(Image-grounded pointing data)
--*--

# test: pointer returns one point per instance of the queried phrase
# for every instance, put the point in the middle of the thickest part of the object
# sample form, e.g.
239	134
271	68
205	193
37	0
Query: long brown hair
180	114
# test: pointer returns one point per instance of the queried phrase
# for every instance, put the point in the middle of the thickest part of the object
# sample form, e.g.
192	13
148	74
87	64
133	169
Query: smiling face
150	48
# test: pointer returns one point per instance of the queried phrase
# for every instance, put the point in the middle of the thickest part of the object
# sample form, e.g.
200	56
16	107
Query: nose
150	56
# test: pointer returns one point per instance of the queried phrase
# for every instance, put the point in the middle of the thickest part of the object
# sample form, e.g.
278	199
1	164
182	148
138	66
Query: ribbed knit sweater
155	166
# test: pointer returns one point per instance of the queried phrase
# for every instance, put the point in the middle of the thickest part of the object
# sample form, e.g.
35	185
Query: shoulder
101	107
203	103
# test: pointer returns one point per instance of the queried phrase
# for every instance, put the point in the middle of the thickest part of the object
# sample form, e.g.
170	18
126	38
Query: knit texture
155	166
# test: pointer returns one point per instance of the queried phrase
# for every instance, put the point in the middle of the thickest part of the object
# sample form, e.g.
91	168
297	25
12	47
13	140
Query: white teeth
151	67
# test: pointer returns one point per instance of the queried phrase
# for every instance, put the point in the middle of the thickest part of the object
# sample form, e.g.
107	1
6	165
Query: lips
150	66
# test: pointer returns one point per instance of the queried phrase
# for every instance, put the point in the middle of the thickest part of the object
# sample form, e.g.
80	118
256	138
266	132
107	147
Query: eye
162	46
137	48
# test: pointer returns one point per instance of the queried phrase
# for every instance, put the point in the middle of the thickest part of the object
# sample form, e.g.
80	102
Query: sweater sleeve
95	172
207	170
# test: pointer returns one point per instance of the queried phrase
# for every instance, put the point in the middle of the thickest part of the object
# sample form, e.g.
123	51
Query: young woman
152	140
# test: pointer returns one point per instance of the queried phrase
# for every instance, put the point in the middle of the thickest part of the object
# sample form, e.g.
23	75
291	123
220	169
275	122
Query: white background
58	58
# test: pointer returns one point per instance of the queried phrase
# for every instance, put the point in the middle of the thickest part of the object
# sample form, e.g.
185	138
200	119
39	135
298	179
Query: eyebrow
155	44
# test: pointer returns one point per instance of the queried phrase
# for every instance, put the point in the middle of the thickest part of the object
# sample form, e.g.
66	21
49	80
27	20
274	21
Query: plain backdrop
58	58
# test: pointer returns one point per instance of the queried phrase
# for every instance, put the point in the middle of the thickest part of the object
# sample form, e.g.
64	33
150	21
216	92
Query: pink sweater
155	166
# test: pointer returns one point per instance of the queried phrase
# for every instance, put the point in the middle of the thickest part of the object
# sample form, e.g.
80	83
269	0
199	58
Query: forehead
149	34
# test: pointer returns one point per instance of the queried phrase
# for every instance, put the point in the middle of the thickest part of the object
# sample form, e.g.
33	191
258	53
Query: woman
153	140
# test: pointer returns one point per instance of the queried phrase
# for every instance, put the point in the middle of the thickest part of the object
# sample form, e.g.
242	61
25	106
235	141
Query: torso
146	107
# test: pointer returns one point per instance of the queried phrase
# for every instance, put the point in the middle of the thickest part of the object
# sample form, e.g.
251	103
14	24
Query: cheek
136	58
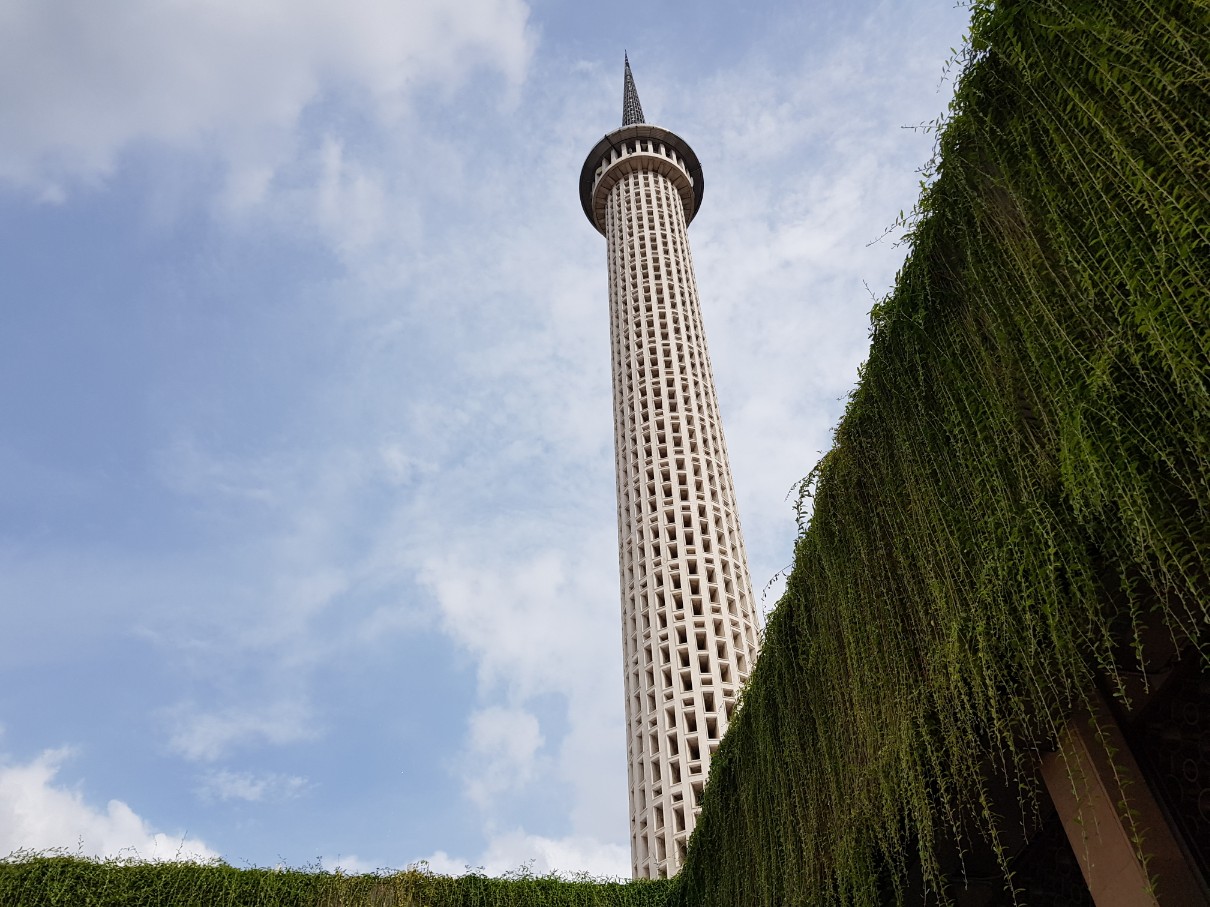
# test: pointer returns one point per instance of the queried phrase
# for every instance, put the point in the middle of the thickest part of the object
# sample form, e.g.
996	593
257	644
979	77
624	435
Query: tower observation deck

--*--

Leaving every image behind, repeat the data in full and exactly.

# test: pointer returns one point per instance of the queried phrase
# for every instance, put the point in the middle of the thickest part of the object
# sample form, e.g.
239	134
271	68
205	193
37	0
Query: long brown hair
180	114
# test: pointer returns one point per instance of the queried phrase
# for every instance, put the point in the middle of the thickest part of the object
# sample form, e.g.
192	13
148	74
87	64
133	169
Query: smiling face
150	48
# test: pointer returns one point per instance of the queried phrase
# for every instance, put the point in the middle of the thickest part of the object
# sample form, e.g.
200	56
16	107
Query: nose
150	56
# test: pointer returns one point per instance of the queried phrase
# for every instance, put the point in the middle of the thickest part of the object
# sample form, e.g.
278	199
1	164
182	148
138	66
Query: ribbed knit sweater
155	166
# test: pointer returns one point per instance of the queried phrase
# for every instance, put the point in the middle of the thickest part of the object
# sample form, e.g.
35	185
Query: shoulder
101	107
203	103
# test: pointer returns one point per instance of the queried phrase
# for every instance, put the point in the middle of the thickest part of the object
# sample form, e.g.
170	18
126	38
Query: knit texture
155	166
# test: pointer returns one point per instance of the queried phrase
# for every instance, put the point in the middle of the thickest part of the object
# sample form, e.g.
91	168
297	25
12	47
13	140
Query: white teeth
151	67
# test: pointer returns one point per instance of the queried phrase
# for every instance, put the point in the middle of the thickest part of the object
# sample form, e.g.
107	1
6	165
Query: lips
150	66
# test: pointer returns one point per instance of the queried phrase
# for every instance, put the point in the middle of the thickest part of the object
# sample form, e.g.
80	118
256	138
266	132
107	147
Query: eye
162	46
137	48
# test: pointer returns one point per instance of the queried phrase
# for every instance, put the point in the middle of the thickest part of the object
# sample form, e.g.
80	102
Query: sweater sleeve
95	172
207	170
# test: pointer returns one point per instance of the queried phrase
# for every instance, put the point in the middle of the thickest part of the object
# sample form, e.g.
123	51
Query: young woman
152	140
# test: pointer returns one point per instance of the queried phrase
# for every instance, put the point in the middle of the thickest part of the object
# sample form, e.g.
23	75
291	123
220	169
275	122
Query: white background
58	58
# test: pointer returns one point per instance of the queried phrase
# for every instance, put the point in the middle of the thickest part of the object
# sample form, e.g.
185	138
200	119
39	135
298	179
Query: eyebrow
155	44
# test: pointer returns one point per instance of the queried phrase
# for every instance, put the point in the middle of the thickest part of the object
# sample form, e.g.
66	21
49	80
27	20
274	21
Query: plain backdrop
58	58
# test: pointer returns one point per instance of the queried phrase
# for every instance, put the point in the middle of the thickest part of the object
# sample form, e.g.
64	33
150	21
216	92
Query: pink sweater
155	166
# test: pointer returns one point per instance of the queried phrase
# for every instance, put the point in the middle of the thickest part of the object
# sample form, e.g.
80	83
269	0
199	58
Query: forehead
149	34
# test: pointer returns one point per instance of the queried phrase
# for every instance, put the point in the middle of the thickest part of the object
# sample form, e.g.
33	191
258	53
Query: woman
153	140
# test: pointer returns one point per instance of the queried phrase
# for every instance, put the point in the middle of the thickest part of the object
# sample form, e.g.
242	61
25	106
235	141
Query: torso
146	107
# test: pointer returns one point per instance of the queried phrase
# for every instance, put the point in the middle of the thickest part of the object
# sample form, e.g.
251	103
14	24
Query: cheek
136	58
# test: pointer returns one point per instance of the queried phrase
# for every instance, put the point in the middle of the thickest part of the object
# sample form, e.g.
996	593
257	644
979	77
624	435
Query: tower observation deck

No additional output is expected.